The entries underneath need to be duplicated exactly, with none omitted.

START INPUT DATA

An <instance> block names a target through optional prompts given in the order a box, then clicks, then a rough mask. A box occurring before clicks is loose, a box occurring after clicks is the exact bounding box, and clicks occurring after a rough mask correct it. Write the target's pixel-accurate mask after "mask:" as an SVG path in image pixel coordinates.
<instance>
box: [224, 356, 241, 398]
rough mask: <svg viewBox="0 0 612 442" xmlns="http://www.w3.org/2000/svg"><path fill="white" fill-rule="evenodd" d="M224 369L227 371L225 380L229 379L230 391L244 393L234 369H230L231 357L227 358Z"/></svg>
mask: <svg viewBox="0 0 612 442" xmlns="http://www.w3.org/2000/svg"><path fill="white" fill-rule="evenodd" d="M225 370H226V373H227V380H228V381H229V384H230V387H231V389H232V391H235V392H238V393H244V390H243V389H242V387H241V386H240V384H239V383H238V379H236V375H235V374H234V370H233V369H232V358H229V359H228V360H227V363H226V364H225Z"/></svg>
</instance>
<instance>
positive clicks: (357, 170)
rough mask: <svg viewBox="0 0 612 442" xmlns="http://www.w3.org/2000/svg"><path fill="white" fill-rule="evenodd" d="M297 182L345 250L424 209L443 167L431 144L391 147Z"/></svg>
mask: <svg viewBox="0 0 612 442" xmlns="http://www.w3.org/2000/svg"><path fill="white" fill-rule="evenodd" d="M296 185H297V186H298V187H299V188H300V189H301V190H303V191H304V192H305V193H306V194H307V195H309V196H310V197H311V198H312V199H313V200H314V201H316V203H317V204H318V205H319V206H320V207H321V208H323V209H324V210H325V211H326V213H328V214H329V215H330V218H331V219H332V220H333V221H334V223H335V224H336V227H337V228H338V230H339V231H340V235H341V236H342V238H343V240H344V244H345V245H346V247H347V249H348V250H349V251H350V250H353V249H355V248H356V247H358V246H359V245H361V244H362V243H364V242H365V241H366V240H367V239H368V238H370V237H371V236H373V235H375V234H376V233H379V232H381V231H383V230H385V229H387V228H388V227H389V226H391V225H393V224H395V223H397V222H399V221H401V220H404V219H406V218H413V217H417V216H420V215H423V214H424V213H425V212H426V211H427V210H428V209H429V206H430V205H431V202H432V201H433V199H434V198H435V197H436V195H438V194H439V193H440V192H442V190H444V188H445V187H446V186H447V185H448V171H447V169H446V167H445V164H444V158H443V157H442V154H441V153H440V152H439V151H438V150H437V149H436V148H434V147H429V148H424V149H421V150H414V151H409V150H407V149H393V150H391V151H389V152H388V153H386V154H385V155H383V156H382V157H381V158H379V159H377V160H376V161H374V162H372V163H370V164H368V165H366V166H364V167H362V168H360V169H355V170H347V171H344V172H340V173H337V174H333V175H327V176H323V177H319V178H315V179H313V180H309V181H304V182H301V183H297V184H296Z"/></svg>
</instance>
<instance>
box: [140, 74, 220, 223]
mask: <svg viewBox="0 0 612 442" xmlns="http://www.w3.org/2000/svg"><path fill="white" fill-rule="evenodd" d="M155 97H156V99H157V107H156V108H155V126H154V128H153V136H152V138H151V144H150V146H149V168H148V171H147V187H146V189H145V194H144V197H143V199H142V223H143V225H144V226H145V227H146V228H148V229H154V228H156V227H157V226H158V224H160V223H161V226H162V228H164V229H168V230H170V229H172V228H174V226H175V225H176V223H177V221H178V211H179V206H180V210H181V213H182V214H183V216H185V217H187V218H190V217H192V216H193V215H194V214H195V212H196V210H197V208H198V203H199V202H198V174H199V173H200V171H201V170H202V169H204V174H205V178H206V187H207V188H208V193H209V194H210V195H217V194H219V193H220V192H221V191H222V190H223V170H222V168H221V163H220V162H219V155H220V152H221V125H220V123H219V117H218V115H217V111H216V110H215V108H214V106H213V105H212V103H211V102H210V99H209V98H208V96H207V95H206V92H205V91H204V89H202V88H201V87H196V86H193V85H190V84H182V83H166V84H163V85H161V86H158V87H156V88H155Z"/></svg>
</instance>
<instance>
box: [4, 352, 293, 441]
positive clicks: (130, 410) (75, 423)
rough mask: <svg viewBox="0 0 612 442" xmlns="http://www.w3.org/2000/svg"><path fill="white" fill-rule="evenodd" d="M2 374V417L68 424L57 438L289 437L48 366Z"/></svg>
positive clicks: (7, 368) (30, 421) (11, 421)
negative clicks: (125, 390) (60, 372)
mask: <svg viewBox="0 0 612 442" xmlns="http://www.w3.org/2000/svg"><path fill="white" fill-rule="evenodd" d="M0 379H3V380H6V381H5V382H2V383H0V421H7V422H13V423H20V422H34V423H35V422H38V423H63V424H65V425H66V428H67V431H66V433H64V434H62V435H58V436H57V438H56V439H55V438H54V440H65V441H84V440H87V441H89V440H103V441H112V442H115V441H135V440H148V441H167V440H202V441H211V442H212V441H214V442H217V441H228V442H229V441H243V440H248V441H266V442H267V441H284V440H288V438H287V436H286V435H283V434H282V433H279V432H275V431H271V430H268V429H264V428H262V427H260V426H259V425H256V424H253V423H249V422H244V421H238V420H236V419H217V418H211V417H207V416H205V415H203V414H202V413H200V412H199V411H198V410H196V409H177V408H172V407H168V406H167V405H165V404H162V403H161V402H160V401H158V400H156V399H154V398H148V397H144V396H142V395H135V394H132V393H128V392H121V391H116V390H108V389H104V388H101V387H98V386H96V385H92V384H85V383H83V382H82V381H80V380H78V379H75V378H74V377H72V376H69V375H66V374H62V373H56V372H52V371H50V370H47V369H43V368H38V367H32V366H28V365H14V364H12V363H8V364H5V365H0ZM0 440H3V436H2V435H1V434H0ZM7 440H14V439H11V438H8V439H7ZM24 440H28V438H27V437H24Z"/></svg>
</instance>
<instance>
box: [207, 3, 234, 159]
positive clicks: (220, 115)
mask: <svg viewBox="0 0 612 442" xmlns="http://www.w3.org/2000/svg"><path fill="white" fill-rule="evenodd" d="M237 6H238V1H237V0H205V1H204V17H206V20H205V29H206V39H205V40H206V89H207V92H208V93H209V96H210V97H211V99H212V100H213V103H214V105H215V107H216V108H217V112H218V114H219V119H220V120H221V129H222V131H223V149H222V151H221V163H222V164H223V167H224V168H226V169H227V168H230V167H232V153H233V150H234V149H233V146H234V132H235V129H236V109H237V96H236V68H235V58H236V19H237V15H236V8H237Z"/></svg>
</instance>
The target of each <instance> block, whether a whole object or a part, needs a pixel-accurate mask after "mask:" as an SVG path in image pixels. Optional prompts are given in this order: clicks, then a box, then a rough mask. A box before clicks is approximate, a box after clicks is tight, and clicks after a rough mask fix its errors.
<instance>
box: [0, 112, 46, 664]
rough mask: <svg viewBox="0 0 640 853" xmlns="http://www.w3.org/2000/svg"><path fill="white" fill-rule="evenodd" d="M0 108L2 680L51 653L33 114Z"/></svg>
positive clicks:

END INPUT DATA

● ANSWER AREA
An <instance> block names a target through optional prompts given in the order a box, then clicks, then a rough mask. A box occurring before clicks is loose, a box occurring after clicks is the exact bounding box, and clicks occurring after a rough mask correct it. Write the target's pixel-accurate mask after "mask:" as an SVG path in image pixel coordinates.
<instance>
box: [224, 356, 241, 398]
rough mask: <svg viewBox="0 0 612 442" xmlns="http://www.w3.org/2000/svg"><path fill="white" fill-rule="evenodd" d="M224 369L227 371L225 380L229 379L230 391L244 393L234 369H230L231 357L227 358Z"/></svg>
mask: <svg viewBox="0 0 612 442" xmlns="http://www.w3.org/2000/svg"><path fill="white" fill-rule="evenodd" d="M225 370H226V373H227V380H228V381H229V384H230V387H231V389H232V391H235V392H238V393H244V390H243V389H242V387H241V386H240V384H239V383H238V379H236V375H235V374H234V370H233V369H232V358H229V359H228V360H227V363H226V364H225Z"/></svg>
</instance>
<instance>
positive clicks: (357, 170)
rough mask: <svg viewBox="0 0 612 442" xmlns="http://www.w3.org/2000/svg"><path fill="white" fill-rule="evenodd" d="M297 182L345 250L424 209L443 167L431 144L391 147Z"/></svg>
mask: <svg viewBox="0 0 612 442" xmlns="http://www.w3.org/2000/svg"><path fill="white" fill-rule="evenodd" d="M296 185H297V186H298V187H299V188H300V189H301V190H303V191H304V192H305V193H306V194H307V195H309V196H310V197H311V198H312V199H313V200H314V201H316V203H317V204H318V205H319V206H320V207H321V208H323V209H324V210H325V211H326V213H328V214H329V215H330V218H331V219H332V220H333V221H334V223H335V224H336V227H337V228H338V230H339V231H340V235H341V236H342V238H343V240H344V244H345V245H346V247H347V249H348V250H349V251H350V250H353V249H355V248H356V247H358V246H359V245H361V244H362V243H364V242H365V241H366V240H367V239H368V238H370V237H371V236H373V235H375V234H376V233H379V232H381V231H383V230H385V229H387V228H388V227H389V226H391V225H393V224H395V223H397V222H399V221H401V220H404V219H406V218H413V217H417V216H420V215H423V214H424V213H425V212H426V211H427V210H428V209H429V206H430V205H431V202H432V201H433V199H434V198H435V197H436V195H438V194H439V193H440V192H442V190H444V188H445V187H446V186H447V185H448V171H447V169H446V167H445V164H444V158H443V157H442V154H441V153H440V152H439V151H438V150H437V149H436V148H434V147H429V148H424V149H421V150H414V151H409V150H407V149H393V150H391V151H389V152H388V153H386V154H385V155H383V156H382V157H381V158H379V159H377V160H376V161H374V162H372V163H370V164H368V165H366V166H364V167H362V168H360V169H355V170H347V171H344V172H340V173H337V174H333V175H327V176H323V177H319V178H315V179H313V180H309V181H304V182H301V183H297V184H296Z"/></svg>
</instance>
<instance>
box: [140, 74, 220, 223]
mask: <svg viewBox="0 0 612 442" xmlns="http://www.w3.org/2000/svg"><path fill="white" fill-rule="evenodd" d="M155 97H156V99H157V107H156V108H155V126H154V128H153V136H152V138H151V144H150V146H149V168H148V171H147V187H146V189H145V194H144V197H143V199H142V223H143V225H144V226H145V227H146V228H148V229H154V228H156V227H157V226H158V224H160V223H161V226H162V228H164V229H168V230H170V229H172V228H174V226H175V225H176V223H177V221H178V211H179V206H180V210H181V213H182V214H183V216H185V217H187V218H190V217H192V216H193V215H194V214H195V212H196V210H197V208H198V203H199V202H198V174H199V173H200V171H201V170H202V169H204V174H205V178H206V187H207V188H208V193H209V194H210V195H217V194H219V193H220V192H221V191H222V190H223V170H222V168H221V163H220V162H219V155H220V152H221V125H220V123H219V117H218V115H217V111H216V110H215V108H214V106H213V105H212V103H211V102H210V99H209V98H208V96H207V95H206V92H205V91H204V89H202V88H201V87H196V86H193V85H190V84H182V83H166V84H163V85H161V86H158V87H156V88H155Z"/></svg>
</instance>
<instance>
box: [4, 352, 293, 441]
positive clicks: (130, 410) (75, 423)
rough mask: <svg viewBox="0 0 612 442" xmlns="http://www.w3.org/2000/svg"><path fill="white" fill-rule="evenodd" d="M2 374V417L68 424L57 438L289 437L48 366Z"/></svg>
positive clicks: (7, 368) (30, 421) (11, 421)
negative clicks: (125, 390) (60, 372)
mask: <svg viewBox="0 0 612 442" xmlns="http://www.w3.org/2000/svg"><path fill="white" fill-rule="evenodd" d="M0 379H3V380H6V381H5V382H2V383H0V421H7V422H13V423H20V422H34V423H35V422H38V423H63V424H65V425H66V428H67V431H66V433H64V434H62V435H58V436H57V438H56V439H55V438H54V440H65V441H84V440H87V441H89V440H103V441H112V442H115V441H135V440H148V441H167V440H202V441H211V442H212V441H214V442H217V441H228V442H229V441H243V440H248V441H266V442H267V441H284V440H288V438H287V436H286V435H283V434H282V433H279V432H275V431H271V430H268V429H264V428H262V427H260V426H259V425H256V424H253V423H249V422H244V421H238V420H236V419H217V418H211V417H207V416H205V415H203V414H202V413H200V412H199V411H198V410H196V409H177V408H172V407H168V406H167V405H165V404H162V403H161V402H160V401H158V400H156V399H154V398H148V397H144V396H142V395H135V394H132V393H128V392H121V391H116V390H108V389H104V388H101V387H98V386H96V385H92V384H85V383H83V382H82V381H80V380H78V379H75V378H74V377H72V376H69V375H66V374H62V373H56V372H52V371H50V370H47V369H43V368H38V367H32V366H28V365H14V364H12V363H8V364H5V365H0ZM0 440H3V436H2V435H1V434H0ZM7 440H14V439H11V438H8V439H7ZM24 440H28V438H27V437H24Z"/></svg>
</instance>
<instance>
box: [207, 3, 234, 159]
positive clicks: (220, 115)
mask: <svg viewBox="0 0 612 442" xmlns="http://www.w3.org/2000/svg"><path fill="white" fill-rule="evenodd" d="M237 6H238V1H237V0H205V1H204V17H206V20H205V29H206V39H205V40H206V89H207V92H208V93H209V96H210V97H211V99H212V100H213V103H214V105H215V107H216V108H217V112H218V114H219V119H220V120H221V129H222V131H223V149H222V151H221V163H222V164H223V167H224V168H226V169H227V168H230V167H232V153H233V150H234V149H233V146H234V132H235V129H236V109H237V96H236V68H235V58H236V19H237V15H236V8H237Z"/></svg>
</instance>
The target of each <instance> block, whether a whole object or a part, needs a pixel-accurate mask after "mask:" as an SVG path in image pixels. Optional prompts are given in this order: clicks, then a box, then a rough mask. A box before clicks is approximate, a box after clicks is tight, and clicks after a rough mask fix its errors.
<instance>
box: [0, 112, 46, 664]
rough mask: <svg viewBox="0 0 640 853" xmlns="http://www.w3.org/2000/svg"><path fill="white" fill-rule="evenodd" d="M0 108L2 680L51 653L33 114Z"/></svg>
positive clicks:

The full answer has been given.